EXERCISE OBJECTIVE »
What is needed here is every record, retyped without any change.

(Referring expression data)
--------
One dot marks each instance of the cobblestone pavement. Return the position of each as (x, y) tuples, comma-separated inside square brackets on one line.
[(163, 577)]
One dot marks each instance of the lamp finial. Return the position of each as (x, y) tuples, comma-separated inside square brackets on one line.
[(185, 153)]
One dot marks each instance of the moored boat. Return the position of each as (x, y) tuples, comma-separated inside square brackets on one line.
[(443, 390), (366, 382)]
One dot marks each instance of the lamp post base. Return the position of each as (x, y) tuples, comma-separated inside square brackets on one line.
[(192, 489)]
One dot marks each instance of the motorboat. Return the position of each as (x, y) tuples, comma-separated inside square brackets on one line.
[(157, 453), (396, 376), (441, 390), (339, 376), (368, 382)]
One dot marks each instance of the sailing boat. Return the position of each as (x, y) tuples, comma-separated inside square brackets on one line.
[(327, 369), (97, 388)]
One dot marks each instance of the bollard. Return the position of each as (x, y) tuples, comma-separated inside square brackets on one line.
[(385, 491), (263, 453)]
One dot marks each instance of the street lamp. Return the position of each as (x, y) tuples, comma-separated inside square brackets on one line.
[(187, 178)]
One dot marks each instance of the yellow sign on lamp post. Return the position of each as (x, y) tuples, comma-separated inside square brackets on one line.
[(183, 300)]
--------
YOUR SOLUTION »
One dot marks each instance of the cobblestone pavement. Return the position of each as (x, y) tuples, comma-separated inside square brackets on one line.
[(163, 577)]
One dot marks each instance of the lamp finial. Return the position of each as (x, y) tuples, comma-separated inside square brackets on one line.
[(185, 153)]
One dot marks each instance of the moored boat. Return the position of each as (x, y) tuples, comma-separated inside square brackets on one line.
[(443, 390), (366, 382)]
One dot marks each instance of the lamp post base. Return the position of each as (x, y) tuples, comma-separated inside square brackets on one line.
[(192, 489)]
One dot marks each instance of the motorboat. Return the position of each as (x, y) tuples, comma-separated inside square brackets on one line.
[(157, 453), (396, 376), (441, 390), (339, 376), (368, 382)]
One dot marks each instance of the sailing boat. Return the position of each as (x, y) tuples, comma-separated inside square brackets on one line.
[(327, 369), (97, 388)]
One dot marks each instance of the bollard. Return the position of each as (x, y) tuples, comma-separated inside square brackets on one line.
[(385, 491), (263, 453)]
One dot marks each instance of the street lamp. Return the position of each as (x, y) tuples, comma-separated inside square brackets on one line.
[(187, 178)]
One dot marks each instance of the yellow sign on lamp post. Return the position of each as (x, y) tuples, comma-separated inside square brackets on one line.
[(183, 300)]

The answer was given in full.